◆ Exercises
a. According to the article on the Kasilof River fishery, how many red salmon does the fishery provide each year?
b. Please list the kinds of vehicles that the Kasilof River fishery article says have cut fresh trails in the flood plain grasslands.
c. Carry on the Kasilof River fishery article from its last sentence.
Document text Block Start
SOLDOTNA (AP) -- Some 200 people were hard at work Friday, catching red salmon bound for the Kasilof River in the upper Cook Inlet's only remaining personal use gillnet fishery.
The fishery is an 18-year tradition that provides roughly 40,000 red salmon annually for hundreds of families. But it's on the brink of change, and perhaps elimination because of habitat damage.
So many four-wheelers, motorcycles and four-wheel-drive vehicles have cut fresh trails in the delicate grasslands of the Kasilof's flood plain that the future of the fishery is in jeopardy, officials said.
Signs posted this week tell people to stay off the growing spiderweb of roads and instruct drivers instead to throw their vehicles into low gear and grind through soft beach sand to reach their favorite fishing spot.
The new rules don't sit well with many fishermen.
''They can't do that! These roads have been here a thousand years!'' said Al Priest of Kasilof as he and a friend pounded stakes and laid rope in preparation for Friday's opener.
He and others said they would continue to drive the main sandy track across the grassland to reach their beach sites. Campers and two-wheel-drive vehicles would get mired driving the beach, they said.
The mood among people who've fished the Kasilof for years was a little jumpy Thursday, and many resented being placed in a position where they could get ticketed for taking part in a state-sanctioned fishery.
Document text Block End
Supplied data Block Start
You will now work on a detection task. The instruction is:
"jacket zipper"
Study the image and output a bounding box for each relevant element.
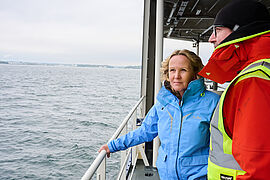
[175,100,183,179]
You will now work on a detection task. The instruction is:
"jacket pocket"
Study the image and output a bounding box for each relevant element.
[181,155,209,167]
[179,155,208,180]
[156,146,168,179]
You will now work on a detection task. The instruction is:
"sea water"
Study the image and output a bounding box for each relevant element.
[0,65,140,180]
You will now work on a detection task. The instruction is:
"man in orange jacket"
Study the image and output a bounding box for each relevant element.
[199,0,270,180]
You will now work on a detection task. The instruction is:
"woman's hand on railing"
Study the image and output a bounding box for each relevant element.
[98,144,111,158]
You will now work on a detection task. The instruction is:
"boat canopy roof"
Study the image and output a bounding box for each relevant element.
[163,0,270,42]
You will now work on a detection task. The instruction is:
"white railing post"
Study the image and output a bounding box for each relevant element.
[120,123,128,180]
[97,158,106,180]
[131,109,138,166]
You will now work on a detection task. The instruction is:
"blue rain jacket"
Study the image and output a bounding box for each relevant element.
[108,78,219,180]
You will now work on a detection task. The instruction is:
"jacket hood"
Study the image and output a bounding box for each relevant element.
[157,78,205,106]
[198,30,270,84]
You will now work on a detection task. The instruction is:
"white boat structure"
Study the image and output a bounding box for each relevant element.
[81,0,270,180]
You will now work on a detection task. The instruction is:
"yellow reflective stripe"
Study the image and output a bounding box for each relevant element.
[209,122,213,151]
[234,71,269,86]
[215,30,270,50]
[218,82,232,154]
[235,59,270,85]
[207,158,246,180]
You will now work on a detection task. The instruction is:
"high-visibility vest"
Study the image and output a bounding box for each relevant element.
[208,59,270,180]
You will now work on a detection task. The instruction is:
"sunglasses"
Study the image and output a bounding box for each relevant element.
[212,25,224,37]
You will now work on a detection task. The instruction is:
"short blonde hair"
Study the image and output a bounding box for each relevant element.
[160,49,203,81]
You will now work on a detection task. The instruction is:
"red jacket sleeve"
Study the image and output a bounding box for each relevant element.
[223,77,270,180]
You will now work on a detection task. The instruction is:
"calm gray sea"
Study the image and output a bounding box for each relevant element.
[0,65,140,180]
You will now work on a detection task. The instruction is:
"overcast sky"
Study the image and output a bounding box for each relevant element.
[0,0,212,65]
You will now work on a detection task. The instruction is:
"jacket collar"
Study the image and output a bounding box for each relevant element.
[157,78,205,106]
[199,31,270,83]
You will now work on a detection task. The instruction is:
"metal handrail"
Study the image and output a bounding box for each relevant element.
[108,96,145,142]
[81,96,145,180]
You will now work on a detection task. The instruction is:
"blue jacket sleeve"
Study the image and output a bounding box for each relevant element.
[108,106,158,152]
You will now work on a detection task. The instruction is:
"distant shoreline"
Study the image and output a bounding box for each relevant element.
[0,61,141,69]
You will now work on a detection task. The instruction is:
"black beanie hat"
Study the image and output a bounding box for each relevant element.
[214,0,270,30]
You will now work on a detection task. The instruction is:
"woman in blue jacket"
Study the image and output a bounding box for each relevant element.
[99,50,219,180]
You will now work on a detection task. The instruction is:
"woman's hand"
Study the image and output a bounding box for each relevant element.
[98,144,111,158]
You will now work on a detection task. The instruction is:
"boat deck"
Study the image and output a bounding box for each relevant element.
[132,159,160,180]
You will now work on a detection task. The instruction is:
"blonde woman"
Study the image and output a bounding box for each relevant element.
[99,50,219,180]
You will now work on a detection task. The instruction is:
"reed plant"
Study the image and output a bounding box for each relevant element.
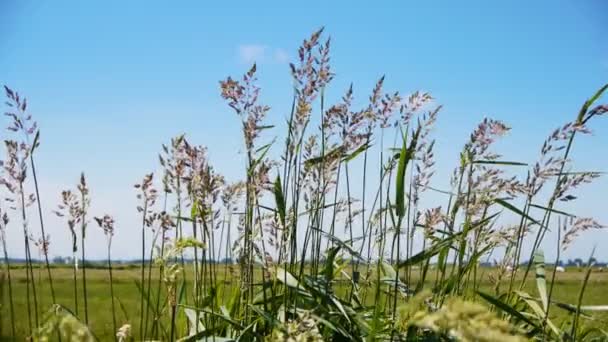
[2,29,608,341]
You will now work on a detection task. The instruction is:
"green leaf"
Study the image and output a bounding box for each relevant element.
[395,127,420,217]
[513,291,561,336]
[304,146,345,166]
[494,198,545,228]
[473,160,528,166]
[477,291,537,328]
[576,83,608,123]
[398,233,462,268]
[342,142,371,162]
[183,308,205,336]
[273,175,286,229]
[534,249,549,312]
[571,247,595,340]
[530,203,576,217]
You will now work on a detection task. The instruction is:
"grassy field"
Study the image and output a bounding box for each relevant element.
[0,29,608,342]
[0,265,608,341]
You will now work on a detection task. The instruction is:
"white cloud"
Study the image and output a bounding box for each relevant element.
[238,44,289,64]
[274,48,289,64]
[239,44,266,64]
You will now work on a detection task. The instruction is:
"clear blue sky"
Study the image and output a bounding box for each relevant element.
[0,0,608,259]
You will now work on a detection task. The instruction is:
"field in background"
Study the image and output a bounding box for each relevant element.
[0,265,608,341]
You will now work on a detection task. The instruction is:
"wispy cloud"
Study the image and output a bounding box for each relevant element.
[274,48,289,64]
[239,44,266,64]
[238,44,289,64]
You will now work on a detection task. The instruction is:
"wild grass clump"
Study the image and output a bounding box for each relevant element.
[0,30,608,341]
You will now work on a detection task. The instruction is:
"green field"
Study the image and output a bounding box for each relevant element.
[0,265,608,341]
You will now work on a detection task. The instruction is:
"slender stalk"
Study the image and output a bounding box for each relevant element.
[1,232,17,339]
[108,240,118,340]
[139,199,148,340]
[30,156,57,304]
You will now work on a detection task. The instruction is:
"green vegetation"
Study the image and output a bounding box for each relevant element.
[0,30,608,341]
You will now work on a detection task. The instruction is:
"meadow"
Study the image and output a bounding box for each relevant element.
[1,265,608,341]
[0,29,608,342]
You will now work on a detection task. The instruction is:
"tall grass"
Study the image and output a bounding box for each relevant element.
[2,30,608,341]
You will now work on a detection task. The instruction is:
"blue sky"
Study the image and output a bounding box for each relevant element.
Supplied data Block End
◆ Responses by item number
a. Roughly 40,000 red salmon.

b. Four-wheelers, motorcycles, four-wheel-drive vehicles

c.
The state Department of Fish and Game created the fishery and expanded it several years ago, biologist Jeff Fox said.
The agency feels responsible for minimizing any resulting property damage, especially since it's occurring on someone else's land, he said.
The grassy dunes protect the river's mouth and represent some important fish habitat. If too much grass is lost, then the dunes could be washed out by a strong winter storm, Fox said.
The grassy estuary has several owners: the state Mental Health Land Trust, the Department of Natural Resources and a few individuals. While the state generally allows public access across its lands, it draws the line when important habitat and property values are at stake.
''We don't close Trust land to general use like this unless there's a reason,'' said Steve Planchon, the Trust's executive director.
The Trust tolerated people using one of the older existing sand roads through the grasslands last summer, Planchon told the Anchorage Daily News. Aerial photos comparing last year with this summer showed a widening network of roads and trails cutting through the greenery.
So they've ordered no driving or camping on the grass, period.
People who fish the beach appear well aware of the state's concern.
Many share it.
They blame much of the damage on children playing on four-wheelers and motorcycles while their parents tend fish sites. Some campers said they made a point of leaving their off-road vehicles at home this year.
''People are being a lot more respectful of this because they're afraid of losing it,'' said Lee Sterner, who divides his time between Kenai and Anchorage.
This fishery may last only a week or so, making campers wonder what damage they could do. But it's followed by the more popular dipnet fishery July 10 through Aug. 5.
The site also serves as an occasional summer party spot for underage drinkers.